■ **PROBLEM DETAILS**
Render the records below as a Markdown table with two columns, No. and Text. Number every non-blank line in order and put its text beside it, leaving out blank lines.

■ **RECORDS SUPPLIED**
- - - - - - -

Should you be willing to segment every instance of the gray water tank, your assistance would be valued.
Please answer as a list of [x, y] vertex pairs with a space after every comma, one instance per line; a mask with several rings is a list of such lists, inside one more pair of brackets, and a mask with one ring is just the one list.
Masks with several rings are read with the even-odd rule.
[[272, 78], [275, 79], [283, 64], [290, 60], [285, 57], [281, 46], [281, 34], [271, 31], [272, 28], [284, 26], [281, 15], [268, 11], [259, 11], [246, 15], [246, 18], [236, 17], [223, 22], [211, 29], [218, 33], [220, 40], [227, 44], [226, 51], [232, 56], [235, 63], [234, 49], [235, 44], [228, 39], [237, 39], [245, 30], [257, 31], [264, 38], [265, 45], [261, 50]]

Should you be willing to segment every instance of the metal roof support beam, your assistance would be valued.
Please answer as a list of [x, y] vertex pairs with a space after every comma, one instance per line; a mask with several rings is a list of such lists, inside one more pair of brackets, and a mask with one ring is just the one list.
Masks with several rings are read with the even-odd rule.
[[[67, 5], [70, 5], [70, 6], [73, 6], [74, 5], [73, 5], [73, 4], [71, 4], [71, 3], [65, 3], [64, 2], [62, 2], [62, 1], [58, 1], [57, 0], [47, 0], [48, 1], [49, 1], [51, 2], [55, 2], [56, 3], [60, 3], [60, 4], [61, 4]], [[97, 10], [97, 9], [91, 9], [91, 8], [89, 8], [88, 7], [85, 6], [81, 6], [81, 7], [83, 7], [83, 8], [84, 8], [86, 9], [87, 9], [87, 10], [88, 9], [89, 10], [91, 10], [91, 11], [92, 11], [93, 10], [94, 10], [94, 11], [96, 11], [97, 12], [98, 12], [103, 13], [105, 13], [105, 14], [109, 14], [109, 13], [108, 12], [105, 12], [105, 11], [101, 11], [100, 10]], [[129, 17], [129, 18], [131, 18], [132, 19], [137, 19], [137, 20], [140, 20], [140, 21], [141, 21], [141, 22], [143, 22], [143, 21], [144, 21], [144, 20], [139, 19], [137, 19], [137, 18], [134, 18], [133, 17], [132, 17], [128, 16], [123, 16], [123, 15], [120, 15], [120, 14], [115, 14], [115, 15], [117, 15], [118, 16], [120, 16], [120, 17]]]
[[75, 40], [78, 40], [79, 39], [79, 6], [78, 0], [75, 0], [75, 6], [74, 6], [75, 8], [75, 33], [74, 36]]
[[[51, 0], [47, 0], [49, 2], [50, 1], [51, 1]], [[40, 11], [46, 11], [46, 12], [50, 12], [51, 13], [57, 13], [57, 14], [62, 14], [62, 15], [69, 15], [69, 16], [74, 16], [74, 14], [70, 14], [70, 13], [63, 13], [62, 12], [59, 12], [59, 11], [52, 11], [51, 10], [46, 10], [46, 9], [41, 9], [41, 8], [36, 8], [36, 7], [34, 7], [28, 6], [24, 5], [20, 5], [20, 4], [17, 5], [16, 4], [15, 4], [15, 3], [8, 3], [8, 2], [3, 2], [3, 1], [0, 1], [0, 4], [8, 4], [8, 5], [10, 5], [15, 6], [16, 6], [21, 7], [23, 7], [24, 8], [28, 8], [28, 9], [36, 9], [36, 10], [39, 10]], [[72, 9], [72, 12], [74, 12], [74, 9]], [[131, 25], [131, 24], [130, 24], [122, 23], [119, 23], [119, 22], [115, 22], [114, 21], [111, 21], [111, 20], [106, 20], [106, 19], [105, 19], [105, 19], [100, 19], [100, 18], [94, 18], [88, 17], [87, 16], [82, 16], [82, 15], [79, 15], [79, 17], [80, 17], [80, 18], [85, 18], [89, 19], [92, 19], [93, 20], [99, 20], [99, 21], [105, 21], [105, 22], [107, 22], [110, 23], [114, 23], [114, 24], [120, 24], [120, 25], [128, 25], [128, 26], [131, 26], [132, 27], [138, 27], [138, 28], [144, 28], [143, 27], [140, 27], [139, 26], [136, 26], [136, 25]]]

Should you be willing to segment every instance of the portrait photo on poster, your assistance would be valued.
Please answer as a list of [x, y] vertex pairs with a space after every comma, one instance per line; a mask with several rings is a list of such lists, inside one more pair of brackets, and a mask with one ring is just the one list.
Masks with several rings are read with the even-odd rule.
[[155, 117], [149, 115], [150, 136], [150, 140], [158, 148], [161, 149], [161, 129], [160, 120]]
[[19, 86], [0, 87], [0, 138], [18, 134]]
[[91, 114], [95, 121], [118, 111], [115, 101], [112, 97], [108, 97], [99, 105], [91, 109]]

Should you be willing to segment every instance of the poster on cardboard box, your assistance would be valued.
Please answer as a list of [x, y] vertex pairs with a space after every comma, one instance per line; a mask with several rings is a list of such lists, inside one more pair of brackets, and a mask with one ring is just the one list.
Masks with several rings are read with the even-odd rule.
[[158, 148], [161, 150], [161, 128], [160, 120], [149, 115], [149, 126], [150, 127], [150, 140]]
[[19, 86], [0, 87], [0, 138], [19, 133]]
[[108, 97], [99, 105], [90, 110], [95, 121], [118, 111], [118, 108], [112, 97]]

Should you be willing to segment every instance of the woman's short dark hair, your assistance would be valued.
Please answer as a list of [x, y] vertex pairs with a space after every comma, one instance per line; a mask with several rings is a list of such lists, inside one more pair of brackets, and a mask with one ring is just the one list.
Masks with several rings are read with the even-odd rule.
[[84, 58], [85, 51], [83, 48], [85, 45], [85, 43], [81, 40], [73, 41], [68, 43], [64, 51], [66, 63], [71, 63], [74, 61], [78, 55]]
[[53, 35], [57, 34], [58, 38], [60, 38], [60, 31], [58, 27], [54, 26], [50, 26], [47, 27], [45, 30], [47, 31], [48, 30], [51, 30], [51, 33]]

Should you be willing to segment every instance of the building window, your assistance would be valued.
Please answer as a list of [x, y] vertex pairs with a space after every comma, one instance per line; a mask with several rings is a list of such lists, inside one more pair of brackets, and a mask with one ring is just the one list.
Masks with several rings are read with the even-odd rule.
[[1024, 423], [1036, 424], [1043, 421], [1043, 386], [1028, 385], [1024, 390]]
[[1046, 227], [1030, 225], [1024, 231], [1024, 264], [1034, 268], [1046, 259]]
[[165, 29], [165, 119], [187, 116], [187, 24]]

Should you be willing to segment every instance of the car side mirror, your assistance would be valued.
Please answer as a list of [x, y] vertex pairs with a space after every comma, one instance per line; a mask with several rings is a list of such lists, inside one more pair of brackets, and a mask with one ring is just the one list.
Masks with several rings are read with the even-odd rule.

- - - - - - -

■ **TASK OUTPUT**
| No. | Text |
|---|---|
| 1 | Should you be willing to segment every instance of the gray water tank, your assistance would be valued. |
| 2 | Please answer as a list of [x, y] vertex pairs with a space after every comma, one instance per line; a mask with several rings is a list of such lists, inside one more pair of brackets, and a mask with one ring is just the one list. |
| 3 | Masks with several rings are read with the even-odd rule. |
| 4 | [[272, 78], [275, 79], [283, 64], [290, 60], [285, 57], [281, 46], [281, 34], [271, 31], [272, 28], [284, 26], [281, 15], [268, 11], [259, 11], [246, 15], [246, 18], [236, 17], [223, 22], [211, 29], [218, 33], [220, 40], [227, 44], [226, 51], [232, 56], [235, 63], [234, 49], [235, 44], [228, 39], [237, 39], [245, 30], [257, 31], [264, 38], [265, 45], [261, 50]] |
| 5 | Should you be willing to segment every instance of the metal roof support beam, your assistance would be valued. |
| 6 | Please answer as a list of [x, y] vertex pairs with a space after every comma, one instance per line; a mask with several rings is a list of such lists, inside one more pair of brackets, and a mask with one ring is just the one list. |
| 7 | Masks with several rings are read with the even-odd rule. |
| 8 | [[[67, 5], [70, 5], [70, 6], [73, 6], [74, 5], [73, 5], [73, 4], [71, 4], [71, 3], [65, 3], [64, 2], [62, 2], [62, 1], [58, 1], [57, 0], [47, 0], [48, 1], [49, 1], [51, 2], [55, 2], [56, 3], [60, 3], [60, 4], [61, 4]], [[97, 10], [97, 9], [91, 9], [91, 8], [89, 8], [88, 7], [85, 6], [81, 6], [81, 7], [83, 7], [83, 8], [84, 8], [86, 9], [87, 9], [87, 10], [88, 9], [89, 10], [91, 10], [91, 11], [92, 11], [93, 10], [94, 10], [94, 11], [96, 11], [97, 12], [98, 12], [103, 13], [105, 13], [105, 14], [109, 14], [109, 13], [108, 12], [105, 12], [105, 11], [101, 11], [100, 10]], [[129, 17], [129, 18], [131, 18], [132, 19], [137, 19], [137, 20], [140, 20], [140, 21], [141, 21], [141, 22], [143, 22], [143, 21], [144, 21], [144, 20], [139, 19], [137, 19], [137, 18], [134, 18], [133, 17], [132, 17], [128, 16], [123, 16], [123, 15], [120, 15], [120, 14], [115, 14], [115, 15], [117, 15], [118, 16], [120, 16], [120, 17]]] |
| 9 | [[75, 40], [78, 40], [79, 39], [79, 6], [78, 0], [75, 0], [75, 6], [74, 6], [75, 8], [75, 33], [74, 36]] |
| 10 | [[[51, 0], [47, 0], [49, 2], [50, 1], [51, 1]], [[40, 11], [46, 11], [46, 12], [50, 12], [51, 13], [57, 13], [57, 14], [62, 14], [62, 15], [69, 15], [69, 16], [74, 16], [74, 14], [70, 14], [70, 13], [63, 13], [62, 12], [59, 12], [59, 11], [52, 11], [51, 10], [46, 10], [46, 9], [41, 9], [41, 8], [36, 8], [36, 7], [34, 7], [28, 6], [24, 5], [20, 5], [20, 4], [17, 5], [16, 4], [15, 4], [15, 3], [8, 3], [8, 2], [3, 2], [3, 1], [0, 1], [0, 4], [8, 4], [8, 5], [10, 5], [15, 6], [16, 6], [21, 7], [23, 7], [24, 8], [28, 8], [28, 9], [36, 9], [36, 10], [39, 10]], [[72, 9], [72, 12], [74, 12], [74, 9]], [[131, 25], [131, 24], [130, 24], [122, 23], [119, 23], [119, 22], [115, 22], [114, 21], [111, 21], [111, 20], [106, 20], [106, 19], [105, 19], [105, 19], [100, 19], [100, 18], [94, 18], [88, 17], [87, 16], [82, 16], [82, 15], [79, 15], [79, 17], [80, 17], [80, 18], [85, 18], [89, 19], [92, 19], [93, 20], [99, 20], [99, 21], [105, 21], [105, 22], [107, 22], [110, 23], [114, 23], [114, 24], [120, 24], [120, 25], [128, 25], [128, 26], [131, 26], [132, 27], [138, 27], [138, 28], [144, 28], [143, 27], [140, 27], [139, 26], [136, 26], [136, 25]]] |
| 11 | Should you be willing to segment every instance of the portrait photo on poster, your assistance would be valued. |
| 12 | Please answer as a list of [x, y] vertex pairs with a space after every comma, one instance per line; a mask with several rings is a list of such lists, inside one more pair of brackets, and a mask with one ring is just the one list. |
| 13 | Masks with several rings are read with the even-odd rule. |
| 14 | [[155, 117], [149, 115], [150, 136], [150, 140], [158, 148], [161, 149], [161, 129], [160, 120]] |
| 15 | [[19, 86], [0, 87], [0, 138], [18, 134]] |
| 16 | [[91, 114], [95, 121], [118, 111], [115, 101], [112, 97], [108, 97], [99, 105], [91, 109]] |
| 17 | Should you be willing to segment every instance of the poster on cardboard box, your assistance would be valued. |
| 18 | Please answer as a list of [x, y] vertex pairs with a space after every comma, one instance per line; a mask with several rings is a list of such lists, inside one more pair of brackets, and a mask with one ring is just the one list. |
| 19 | Masks with several rings are read with the even-odd rule. |
| 20 | [[158, 148], [161, 150], [161, 128], [160, 120], [149, 115], [149, 126], [150, 127], [150, 140]] |
| 21 | [[19, 86], [0, 87], [0, 138], [19, 133]] |
| 22 | [[108, 97], [99, 105], [90, 110], [95, 121], [118, 111], [118, 108], [112, 97]] |
| 23 | Should you be willing to segment every instance of the woman's short dark hair, your assistance would be valued. |
| 24 | Please answer as a list of [x, y] vertex pairs with a space after every comma, one instance per line; a mask with several rings is a list of such lists, inside one more pair of brackets, and a mask with one ring is just the one list. |
| 25 | Masks with several rings are read with the even-odd rule. |
| 26 | [[84, 58], [85, 51], [83, 48], [85, 45], [85, 43], [81, 40], [73, 41], [68, 43], [64, 51], [66, 63], [71, 63], [74, 61], [78, 55]] |
| 27 | [[53, 35], [57, 34], [58, 38], [60, 38], [60, 31], [58, 27], [54, 26], [50, 26], [47, 27], [45, 30], [47, 31], [48, 30], [51, 30], [51, 33]] |
| 28 | Should you be willing to segment every instance of the building window, your assistance would be valued. |
| 29 | Please answer as a list of [x, y] vertex pairs with a space after every comma, one instance per line; a mask with several rings is a list of such lists, inside one more pair of brackets, and a mask with one ring is just the one list. |
| 30 | Masks with several rings are read with the even-odd rule. |
| 31 | [[1024, 423], [1036, 424], [1043, 421], [1043, 386], [1028, 385], [1024, 390]] |
| 32 | [[1046, 227], [1030, 225], [1024, 231], [1024, 264], [1034, 268], [1046, 259]] |
| 33 | [[165, 29], [165, 119], [187, 116], [187, 24]] |
| 34 | Should you be willing to segment every instance of the car side mirror, your assistance would be valued. |
| 35 | Please answer as a list of [x, y] vertex pairs with a space after every comma, one instance per line; a mask with several rings is a list of such lists, inside one more pair of brackets, and a mask with one ring is just the one list. |
| 36 | Masks with several rings are read with the even-odd rule. |